======== 数据列表

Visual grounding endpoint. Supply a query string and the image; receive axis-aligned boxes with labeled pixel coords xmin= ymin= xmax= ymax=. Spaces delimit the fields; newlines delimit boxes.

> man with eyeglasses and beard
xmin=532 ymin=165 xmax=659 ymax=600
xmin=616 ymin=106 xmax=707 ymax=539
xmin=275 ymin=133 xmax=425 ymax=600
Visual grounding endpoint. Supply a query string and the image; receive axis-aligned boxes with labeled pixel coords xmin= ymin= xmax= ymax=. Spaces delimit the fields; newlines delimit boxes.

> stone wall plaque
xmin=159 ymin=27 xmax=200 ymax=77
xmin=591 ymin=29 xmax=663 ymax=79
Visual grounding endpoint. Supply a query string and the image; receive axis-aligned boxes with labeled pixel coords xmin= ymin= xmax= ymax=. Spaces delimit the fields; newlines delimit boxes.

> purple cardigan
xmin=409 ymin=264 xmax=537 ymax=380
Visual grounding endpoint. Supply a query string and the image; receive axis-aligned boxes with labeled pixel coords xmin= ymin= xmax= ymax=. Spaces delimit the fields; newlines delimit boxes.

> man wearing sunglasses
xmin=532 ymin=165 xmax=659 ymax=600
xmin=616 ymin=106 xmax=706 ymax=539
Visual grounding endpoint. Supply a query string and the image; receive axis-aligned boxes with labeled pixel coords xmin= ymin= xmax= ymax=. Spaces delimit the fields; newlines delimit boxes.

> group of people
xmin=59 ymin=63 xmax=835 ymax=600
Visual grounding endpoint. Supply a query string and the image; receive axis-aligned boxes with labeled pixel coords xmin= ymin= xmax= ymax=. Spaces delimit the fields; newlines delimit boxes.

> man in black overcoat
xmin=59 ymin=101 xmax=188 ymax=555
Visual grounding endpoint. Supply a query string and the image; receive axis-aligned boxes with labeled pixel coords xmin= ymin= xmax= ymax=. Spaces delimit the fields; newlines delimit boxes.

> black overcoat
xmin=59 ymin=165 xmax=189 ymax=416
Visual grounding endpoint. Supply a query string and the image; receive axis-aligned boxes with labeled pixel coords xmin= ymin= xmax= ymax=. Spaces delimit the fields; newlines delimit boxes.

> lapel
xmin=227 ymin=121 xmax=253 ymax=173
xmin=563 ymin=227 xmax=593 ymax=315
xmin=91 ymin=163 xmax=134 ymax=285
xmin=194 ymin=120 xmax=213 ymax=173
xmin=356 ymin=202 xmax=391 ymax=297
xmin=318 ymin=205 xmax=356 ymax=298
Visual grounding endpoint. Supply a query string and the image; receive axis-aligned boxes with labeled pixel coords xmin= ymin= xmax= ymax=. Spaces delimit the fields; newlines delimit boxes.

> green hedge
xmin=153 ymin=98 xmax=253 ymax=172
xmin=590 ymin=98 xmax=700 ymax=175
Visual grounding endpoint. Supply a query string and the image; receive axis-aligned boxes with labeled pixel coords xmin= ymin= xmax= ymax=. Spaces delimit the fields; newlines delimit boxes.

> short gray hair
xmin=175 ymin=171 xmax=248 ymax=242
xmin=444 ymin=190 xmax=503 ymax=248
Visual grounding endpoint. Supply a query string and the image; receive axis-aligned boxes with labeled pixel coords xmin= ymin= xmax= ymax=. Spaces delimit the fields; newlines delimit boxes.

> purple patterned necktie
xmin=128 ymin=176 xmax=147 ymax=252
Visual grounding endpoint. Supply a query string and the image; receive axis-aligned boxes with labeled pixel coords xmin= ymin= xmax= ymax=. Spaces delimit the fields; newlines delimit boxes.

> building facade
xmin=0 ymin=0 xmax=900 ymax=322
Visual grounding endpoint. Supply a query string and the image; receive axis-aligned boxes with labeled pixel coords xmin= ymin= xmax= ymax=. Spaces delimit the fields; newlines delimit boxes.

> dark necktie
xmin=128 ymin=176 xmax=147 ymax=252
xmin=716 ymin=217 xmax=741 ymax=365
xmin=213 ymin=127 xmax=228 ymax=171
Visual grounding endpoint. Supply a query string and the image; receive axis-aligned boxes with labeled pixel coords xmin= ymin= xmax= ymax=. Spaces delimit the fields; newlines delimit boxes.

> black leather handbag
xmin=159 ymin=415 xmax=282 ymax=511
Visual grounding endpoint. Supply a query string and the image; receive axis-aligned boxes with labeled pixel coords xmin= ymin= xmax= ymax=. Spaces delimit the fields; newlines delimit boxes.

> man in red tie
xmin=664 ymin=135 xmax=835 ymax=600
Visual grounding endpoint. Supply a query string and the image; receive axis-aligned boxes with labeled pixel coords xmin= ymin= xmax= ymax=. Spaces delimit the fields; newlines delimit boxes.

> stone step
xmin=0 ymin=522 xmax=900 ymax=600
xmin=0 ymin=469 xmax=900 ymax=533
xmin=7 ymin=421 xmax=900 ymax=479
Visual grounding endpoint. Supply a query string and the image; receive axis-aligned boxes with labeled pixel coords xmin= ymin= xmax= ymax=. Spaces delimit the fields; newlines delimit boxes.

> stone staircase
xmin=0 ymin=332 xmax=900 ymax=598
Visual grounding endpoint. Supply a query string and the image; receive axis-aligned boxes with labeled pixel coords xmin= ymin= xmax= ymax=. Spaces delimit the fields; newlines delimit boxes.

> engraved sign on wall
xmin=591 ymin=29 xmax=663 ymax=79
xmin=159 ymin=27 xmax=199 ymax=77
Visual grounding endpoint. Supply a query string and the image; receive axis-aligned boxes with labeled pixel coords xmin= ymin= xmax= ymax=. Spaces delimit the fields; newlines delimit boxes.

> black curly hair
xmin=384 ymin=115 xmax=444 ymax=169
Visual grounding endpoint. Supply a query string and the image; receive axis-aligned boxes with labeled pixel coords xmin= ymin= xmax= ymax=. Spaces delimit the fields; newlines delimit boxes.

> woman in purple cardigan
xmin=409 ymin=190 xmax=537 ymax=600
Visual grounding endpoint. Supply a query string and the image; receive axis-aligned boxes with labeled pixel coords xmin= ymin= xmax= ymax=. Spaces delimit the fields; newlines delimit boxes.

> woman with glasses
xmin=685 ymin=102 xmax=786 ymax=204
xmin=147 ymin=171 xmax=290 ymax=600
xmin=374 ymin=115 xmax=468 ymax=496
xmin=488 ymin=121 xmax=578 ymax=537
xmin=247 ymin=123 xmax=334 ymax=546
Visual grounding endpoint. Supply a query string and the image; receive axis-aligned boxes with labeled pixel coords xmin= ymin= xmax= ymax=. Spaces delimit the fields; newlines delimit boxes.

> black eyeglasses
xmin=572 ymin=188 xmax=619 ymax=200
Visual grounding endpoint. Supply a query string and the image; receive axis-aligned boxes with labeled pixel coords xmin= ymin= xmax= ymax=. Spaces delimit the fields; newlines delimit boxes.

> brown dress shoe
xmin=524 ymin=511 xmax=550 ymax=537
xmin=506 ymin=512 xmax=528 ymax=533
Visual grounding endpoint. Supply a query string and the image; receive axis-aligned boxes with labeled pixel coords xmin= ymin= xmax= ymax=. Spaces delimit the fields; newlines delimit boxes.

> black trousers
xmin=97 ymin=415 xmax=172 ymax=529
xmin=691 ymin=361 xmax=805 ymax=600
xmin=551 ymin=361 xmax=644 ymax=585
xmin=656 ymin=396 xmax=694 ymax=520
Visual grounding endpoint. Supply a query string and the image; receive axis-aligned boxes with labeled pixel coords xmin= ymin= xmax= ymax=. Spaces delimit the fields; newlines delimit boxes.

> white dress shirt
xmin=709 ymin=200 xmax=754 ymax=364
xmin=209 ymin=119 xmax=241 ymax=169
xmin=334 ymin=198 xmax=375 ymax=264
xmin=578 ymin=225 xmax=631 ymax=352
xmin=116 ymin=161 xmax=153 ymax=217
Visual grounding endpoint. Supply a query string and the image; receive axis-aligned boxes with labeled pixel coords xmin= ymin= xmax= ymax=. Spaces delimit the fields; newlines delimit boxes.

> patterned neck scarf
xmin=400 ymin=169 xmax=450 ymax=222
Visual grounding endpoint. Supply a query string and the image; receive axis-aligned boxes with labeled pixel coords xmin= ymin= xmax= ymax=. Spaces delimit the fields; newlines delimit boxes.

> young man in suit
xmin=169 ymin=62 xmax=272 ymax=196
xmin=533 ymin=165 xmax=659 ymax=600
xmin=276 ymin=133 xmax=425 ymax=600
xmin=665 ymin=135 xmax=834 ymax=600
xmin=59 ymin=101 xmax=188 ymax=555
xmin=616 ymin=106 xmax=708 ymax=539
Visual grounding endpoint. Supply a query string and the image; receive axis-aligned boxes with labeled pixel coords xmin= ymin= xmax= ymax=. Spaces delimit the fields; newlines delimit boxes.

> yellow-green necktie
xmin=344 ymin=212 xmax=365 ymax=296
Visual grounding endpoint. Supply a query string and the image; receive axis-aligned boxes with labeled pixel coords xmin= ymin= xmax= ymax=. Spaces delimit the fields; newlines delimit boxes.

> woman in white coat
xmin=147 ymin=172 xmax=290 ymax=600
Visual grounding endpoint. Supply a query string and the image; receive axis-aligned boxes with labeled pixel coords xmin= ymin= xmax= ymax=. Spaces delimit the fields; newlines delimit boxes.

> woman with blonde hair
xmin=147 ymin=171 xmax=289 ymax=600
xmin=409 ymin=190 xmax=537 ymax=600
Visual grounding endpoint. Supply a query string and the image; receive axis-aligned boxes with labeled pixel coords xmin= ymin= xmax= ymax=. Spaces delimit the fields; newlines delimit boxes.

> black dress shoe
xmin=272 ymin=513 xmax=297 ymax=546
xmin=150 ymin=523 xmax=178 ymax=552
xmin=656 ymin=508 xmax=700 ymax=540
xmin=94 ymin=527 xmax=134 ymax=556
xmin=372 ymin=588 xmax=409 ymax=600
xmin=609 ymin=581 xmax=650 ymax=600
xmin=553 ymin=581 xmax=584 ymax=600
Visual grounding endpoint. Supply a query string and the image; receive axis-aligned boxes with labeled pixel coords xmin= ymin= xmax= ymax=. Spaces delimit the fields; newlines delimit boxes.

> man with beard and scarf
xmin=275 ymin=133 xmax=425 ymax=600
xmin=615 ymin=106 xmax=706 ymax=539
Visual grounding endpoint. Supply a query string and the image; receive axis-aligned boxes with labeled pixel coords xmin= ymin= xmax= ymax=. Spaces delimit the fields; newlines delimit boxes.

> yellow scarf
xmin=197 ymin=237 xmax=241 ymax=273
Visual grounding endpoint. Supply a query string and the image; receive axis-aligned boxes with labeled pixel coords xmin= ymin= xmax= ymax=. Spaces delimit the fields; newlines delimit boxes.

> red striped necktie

================

■ 练习说明: 请把列表中从第一行起、到包含“xmin=616 ymin=106 xmax=706 ymax=539”的那一行为止的部分整理成编号列表，首尾两行都算在内，空行略去。

■ 参考答案:
1. Visual grounding endpoint. Supply a query string and the image; receive axis-aligned boxes with labeled pixel coords xmin= ymin= xmax= ymax=. Spaces delimit the fields; newlines delimit boxes.
2. > man with eyeglasses and beard
3. xmin=532 ymin=165 xmax=659 ymax=600
4. xmin=616 ymin=106 xmax=707 ymax=539
5. xmin=275 ymin=133 xmax=425 ymax=600
6. Visual grounding endpoint. Supply a query string and the image; receive axis-aligned boxes with labeled pixel coords xmin= ymin= xmax= ymax=. Spaces delimit the fields; newlines delimit boxes.
7. > stone wall plaque
8. xmin=159 ymin=27 xmax=200 ymax=77
9. xmin=591 ymin=29 xmax=663 ymax=79
10. Visual grounding endpoint. Supply a query string and the image; receive axis-aligned boxes with labeled pixel coords xmin= ymin= xmax= ymax=. Spaces delimit the fields; newlines delimit boxes.
11. > purple cardigan
12. xmin=409 ymin=264 xmax=537 ymax=380
13. Visual grounding endpoint. Supply a query string and the image; receive axis-aligned boxes with labeled pixel coords xmin= ymin= xmax= ymax=. Spaces delimit the fields; newlines delimit boxes.
14. > man wearing sunglasses
15. xmin=532 ymin=165 xmax=659 ymax=600
16. xmin=616 ymin=106 xmax=706 ymax=539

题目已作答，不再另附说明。